BRIEF >>
Each line in the entries that has the word "petal" has to be copied.

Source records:
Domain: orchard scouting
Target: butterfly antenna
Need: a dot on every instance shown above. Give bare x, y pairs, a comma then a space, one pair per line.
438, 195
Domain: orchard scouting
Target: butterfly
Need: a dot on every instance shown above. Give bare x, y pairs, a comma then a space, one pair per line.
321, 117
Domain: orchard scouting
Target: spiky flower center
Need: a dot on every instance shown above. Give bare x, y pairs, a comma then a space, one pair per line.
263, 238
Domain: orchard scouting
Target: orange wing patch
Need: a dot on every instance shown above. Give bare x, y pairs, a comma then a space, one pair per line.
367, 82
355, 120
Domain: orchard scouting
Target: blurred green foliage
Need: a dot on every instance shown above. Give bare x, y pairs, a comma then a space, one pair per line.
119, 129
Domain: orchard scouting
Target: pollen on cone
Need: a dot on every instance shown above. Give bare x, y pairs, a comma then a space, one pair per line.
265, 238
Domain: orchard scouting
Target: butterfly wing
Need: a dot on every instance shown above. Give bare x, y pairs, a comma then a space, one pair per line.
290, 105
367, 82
--
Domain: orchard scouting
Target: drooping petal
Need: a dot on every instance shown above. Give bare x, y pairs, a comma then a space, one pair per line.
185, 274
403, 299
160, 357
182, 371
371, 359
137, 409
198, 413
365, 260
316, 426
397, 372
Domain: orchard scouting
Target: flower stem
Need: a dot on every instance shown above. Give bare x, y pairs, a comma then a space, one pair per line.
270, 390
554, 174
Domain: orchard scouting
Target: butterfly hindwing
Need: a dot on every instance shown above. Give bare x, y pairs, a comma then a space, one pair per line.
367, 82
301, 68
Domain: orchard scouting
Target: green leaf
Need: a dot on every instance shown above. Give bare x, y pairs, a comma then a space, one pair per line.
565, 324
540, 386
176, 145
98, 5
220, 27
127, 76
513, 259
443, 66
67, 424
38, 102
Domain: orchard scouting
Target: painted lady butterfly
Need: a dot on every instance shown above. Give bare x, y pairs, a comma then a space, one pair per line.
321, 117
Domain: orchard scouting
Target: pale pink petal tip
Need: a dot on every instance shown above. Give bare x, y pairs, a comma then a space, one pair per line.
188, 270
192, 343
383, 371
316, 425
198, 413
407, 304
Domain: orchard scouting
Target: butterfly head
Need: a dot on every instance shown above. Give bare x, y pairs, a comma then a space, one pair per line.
==
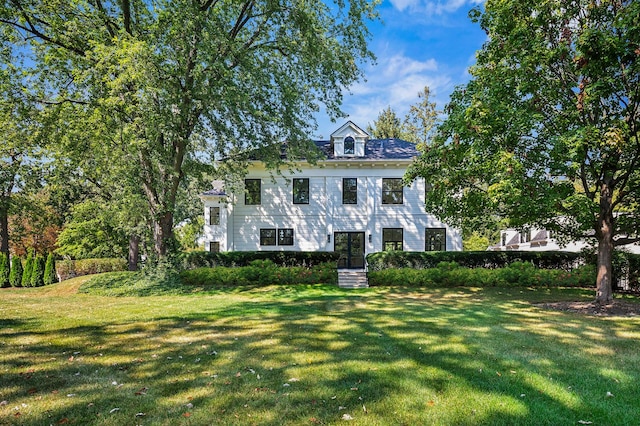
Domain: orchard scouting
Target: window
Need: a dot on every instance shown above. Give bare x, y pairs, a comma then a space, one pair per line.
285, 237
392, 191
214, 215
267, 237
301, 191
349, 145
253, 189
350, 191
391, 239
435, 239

SOLVED EXERCISE >>
Target: drooping petal
Target: pale pink petal tip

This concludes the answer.